Given passage:
----
Another commonly used plot type is the scatter plot. Here the points are represented individually with a dot or a circle.

In [None]:
x5 = np.linspace(0, 10, 30)
y5 = np.sin(x5)

plt.plot(x5, y5, 'o', color = 'black');

## Histogram


Histogram charts are a graphical display of frequencies. They are represented as bars. They show what portion of the 
dataset falls into each category, usually specified as non-overlapping intervals. These categories are called bins.

The **plt.hist()** function can be used to plot a simple histogram as follows:-


In [None]:
# using a series object (DataFrame column)
data1 = titanic['age']

plt.hist(data1); 

## Bar Chart


Bar charts display rectangular bars either in vertical or horizontal form. Their length is proportional to the values they represent. They are used to compare two or more values.


We can plot a bar chart using plt.bar() function. We can plot a bar chart as follows:-


In [None]:
titanic

In [None]:
data2 = titanic.groupby('pclass')['age'].mean()

plt.bar(range(len(data2)), data2)

plt.xticks(range(len(data2)), data2.index)

plt.show()

## Horizontal Bar Chart


We can produce Horizontal Bar Chart using the plt.barh() function. It is the strict equivalent of plt.bar() function.



In [None]:
plt.barh(range(len(data2)), data2)
plt.show() 

## Stacked Bar Chart


We can draw stacked bar chart by using a special parameter called **bottom** from the plt.bar() function. It can be done as follows:- 

In [None]:
A = titanic.groupby(['sex', 'pclass'])['age'].count()['female']
B = titanic.groupby(['sex', 'pclass'])['age'].count()['male']

z1 = range(3)

plt.bar(z1, A, color = 'b', label = 'female')
----
Written request 1:
Answer these questions using the plotting tutorial:
(a) What are the categories of a histogram called?
(b) Which function produces a horizontal bar chart?
(c) Which parameter of plt.bar() is used to draw a stacked bar chart?
Written request 2: List every distinct function with the plt. prefix that the plotting tutorial's code calls.
The records that come next were taken from a different source than the plotting tutorial.

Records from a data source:
----
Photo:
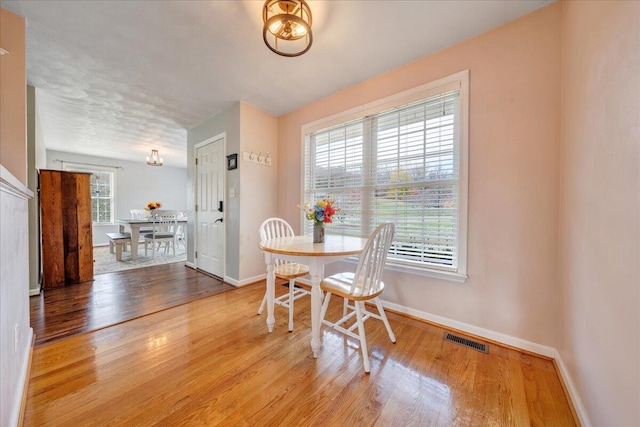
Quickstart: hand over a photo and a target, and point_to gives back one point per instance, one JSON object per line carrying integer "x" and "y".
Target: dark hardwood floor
{"x": 113, "y": 298}
{"x": 212, "y": 362}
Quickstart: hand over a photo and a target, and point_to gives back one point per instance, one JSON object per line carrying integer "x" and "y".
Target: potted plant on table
{"x": 321, "y": 213}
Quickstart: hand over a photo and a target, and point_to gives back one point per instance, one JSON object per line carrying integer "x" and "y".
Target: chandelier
{"x": 287, "y": 27}
{"x": 154, "y": 159}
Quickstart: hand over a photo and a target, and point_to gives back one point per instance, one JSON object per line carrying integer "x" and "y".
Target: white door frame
{"x": 200, "y": 144}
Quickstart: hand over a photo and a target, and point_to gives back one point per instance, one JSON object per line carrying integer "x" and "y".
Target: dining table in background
{"x": 301, "y": 249}
{"x": 135, "y": 225}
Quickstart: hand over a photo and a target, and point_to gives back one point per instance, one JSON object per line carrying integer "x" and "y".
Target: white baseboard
{"x": 244, "y": 282}
{"x": 573, "y": 392}
{"x": 507, "y": 340}
{"x": 475, "y": 330}
{"x": 23, "y": 381}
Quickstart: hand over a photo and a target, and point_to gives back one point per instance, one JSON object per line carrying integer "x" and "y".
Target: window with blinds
{"x": 102, "y": 191}
{"x": 401, "y": 165}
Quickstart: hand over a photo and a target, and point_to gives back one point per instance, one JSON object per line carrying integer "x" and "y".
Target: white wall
{"x": 16, "y": 334}
{"x": 246, "y": 128}
{"x": 136, "y": 184}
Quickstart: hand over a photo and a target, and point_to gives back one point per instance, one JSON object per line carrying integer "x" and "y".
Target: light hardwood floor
{"x": 212, "y": 362}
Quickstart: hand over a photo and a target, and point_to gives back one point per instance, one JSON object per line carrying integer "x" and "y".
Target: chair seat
{"x": 291, "y": 270}
{"x": 340, "y": 284}
{"x": 160, "y": 236}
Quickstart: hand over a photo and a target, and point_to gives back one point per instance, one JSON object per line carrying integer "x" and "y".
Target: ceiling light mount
{"x": 154, "y": 159}
{"x": 287, "y": 27}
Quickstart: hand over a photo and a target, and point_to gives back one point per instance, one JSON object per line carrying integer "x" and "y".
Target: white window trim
{"x": 83, "y": 167}
{"x": 459, "y": 81}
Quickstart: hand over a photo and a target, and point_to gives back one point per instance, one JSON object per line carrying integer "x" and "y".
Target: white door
{"x": 210, "y": 207}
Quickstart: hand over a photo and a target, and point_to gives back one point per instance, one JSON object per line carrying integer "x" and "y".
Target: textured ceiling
----
Full output 1:
(a) Bins
(b) plt.barh()
(c) bottom

Full output 2:
plt.plot()
plt.hist()
plt.bar()
plt.xticks()
plt.show()
plt.barh()